Document section
● ● ●

ICML2025 Image Generation Flow Matching Diffusion acceleration inference trajectory optimization multidimensional adaptive coefficient adversarial training

Multidimensional Adaptive Coefficient for Inference Trajectory Optimization in Flow and Diffusion¶

Conference: ICML2025
arXiv: 2404.14161
Code: To be confirmed
Area: Flow Model Acceleration / image_generation
Keywords: Flow Matching, Diffusion acceleration, inference trajectory optimization, multidimensional adaptive coefficient, adversarial training

TL;DR¶

This paper proposes the Multidimensional Adaptive Coefficient (MAC), a plug-and-play module for flow/diffusion models. MAC extends traditional one-dimensional time scheduling coefficients to multidimensional, sample-adaptive coefficients. By optimizing the inference trajectory through adversarial training, MAC achieves a SOTA FID of 1.37 with 5 NFEs on conditional CIFAR-10 generation.

Background & Motivation¶

Flow and diffusion models have demonstrated excellent performance and training stability in generative tasks, but lack two key attributes compared to simulation-based methods (such as NeuralODE):

Dimensional Freedom: Traditional interpolation coefficients \(\alpha_0(t), \alpha_1(t) \in \mathbb{R}\) in flow/diffusion are scalars, imposing the same time scheduling across all data dimensions.

Trajectory Adaptivity: During inference, all samples share the same step size and trajectory direction, lacking dynamic adjustments for different samples.

● ● ●

Data records
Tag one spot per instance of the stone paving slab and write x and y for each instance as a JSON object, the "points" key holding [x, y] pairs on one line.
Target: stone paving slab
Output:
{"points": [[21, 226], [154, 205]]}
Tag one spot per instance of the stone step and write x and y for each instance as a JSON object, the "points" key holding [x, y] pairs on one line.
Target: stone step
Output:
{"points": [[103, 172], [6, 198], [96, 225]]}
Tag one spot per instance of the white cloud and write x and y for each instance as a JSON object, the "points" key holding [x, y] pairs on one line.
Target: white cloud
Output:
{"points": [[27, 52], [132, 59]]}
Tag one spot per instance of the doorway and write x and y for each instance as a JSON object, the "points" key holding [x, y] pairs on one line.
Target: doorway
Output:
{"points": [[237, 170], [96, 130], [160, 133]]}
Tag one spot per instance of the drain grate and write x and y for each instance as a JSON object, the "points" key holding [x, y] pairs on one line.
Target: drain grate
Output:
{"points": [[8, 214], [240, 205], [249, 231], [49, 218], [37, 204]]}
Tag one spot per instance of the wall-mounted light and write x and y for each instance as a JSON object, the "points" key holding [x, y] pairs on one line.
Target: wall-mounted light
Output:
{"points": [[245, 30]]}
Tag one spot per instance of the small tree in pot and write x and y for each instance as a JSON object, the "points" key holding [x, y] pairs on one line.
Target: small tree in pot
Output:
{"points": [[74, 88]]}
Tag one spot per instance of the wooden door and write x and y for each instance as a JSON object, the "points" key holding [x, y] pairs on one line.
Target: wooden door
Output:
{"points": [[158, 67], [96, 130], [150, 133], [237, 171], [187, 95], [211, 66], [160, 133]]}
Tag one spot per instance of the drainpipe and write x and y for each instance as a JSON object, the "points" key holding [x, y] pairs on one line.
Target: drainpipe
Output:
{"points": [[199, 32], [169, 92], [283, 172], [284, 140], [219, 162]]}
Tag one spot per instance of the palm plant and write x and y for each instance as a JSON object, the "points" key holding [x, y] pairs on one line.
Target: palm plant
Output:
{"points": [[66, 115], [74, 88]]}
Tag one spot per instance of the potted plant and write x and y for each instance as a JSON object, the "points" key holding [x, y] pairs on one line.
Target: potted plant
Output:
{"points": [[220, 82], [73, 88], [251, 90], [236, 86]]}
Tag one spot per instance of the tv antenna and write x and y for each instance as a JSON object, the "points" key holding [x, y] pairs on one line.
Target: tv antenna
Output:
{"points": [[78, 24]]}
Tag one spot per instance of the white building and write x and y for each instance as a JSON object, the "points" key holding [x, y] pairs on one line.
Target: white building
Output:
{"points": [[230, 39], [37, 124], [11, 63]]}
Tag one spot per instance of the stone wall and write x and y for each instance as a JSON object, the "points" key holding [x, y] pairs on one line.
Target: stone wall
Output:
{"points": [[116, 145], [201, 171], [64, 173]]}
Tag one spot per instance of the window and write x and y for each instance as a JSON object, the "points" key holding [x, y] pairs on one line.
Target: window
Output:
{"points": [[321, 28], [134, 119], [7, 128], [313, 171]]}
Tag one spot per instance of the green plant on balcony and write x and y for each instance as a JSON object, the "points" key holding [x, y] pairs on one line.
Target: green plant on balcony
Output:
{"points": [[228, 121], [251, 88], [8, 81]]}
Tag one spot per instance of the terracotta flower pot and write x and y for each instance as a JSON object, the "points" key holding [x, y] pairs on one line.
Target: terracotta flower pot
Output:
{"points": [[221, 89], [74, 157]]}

● ● ●

Parts of the exercise
1. In two sentences, summarize the page on the Multidimensional Adaptive Coefficient.
2. From the page on the Multidimensional Adaptive Coefficient, quote the passage that begins at the words "Dimensional Freedom: Traditional" and stop after "all data dimensions.".
The items come from a separate source and are unrelated to the text.

Solutions below
1. The Multidimensional Adaptive Coefficient (MAC) is a plug-and-play module for flow and diffusion models that extends one-dimensional time scheduling coefficients to multidimensional, sample-adaptive ones and optimizes the inference trajectory through adversarial training, achieving a SOTA FID of 1.37 with 5 NFEs on conditional CIFAR-10 generation. It addresses two attributes that flow and diffusion models lack compared to simulation-based methods: dimensional freedom, because their scalar interpolation coefficients impose the same time scheduling across all data dimensions, and trajectory adaptivity, because all samples share the same step size and trajectory direction during inference.

2.
Dimensional Freedom: Traditional interpolation coefficients \(\alpha_0(t), \alpha_1(t) \in \mathbb{R}\) in flow/diffusion are scalars, imposing the same time scheduling across all data dimensions.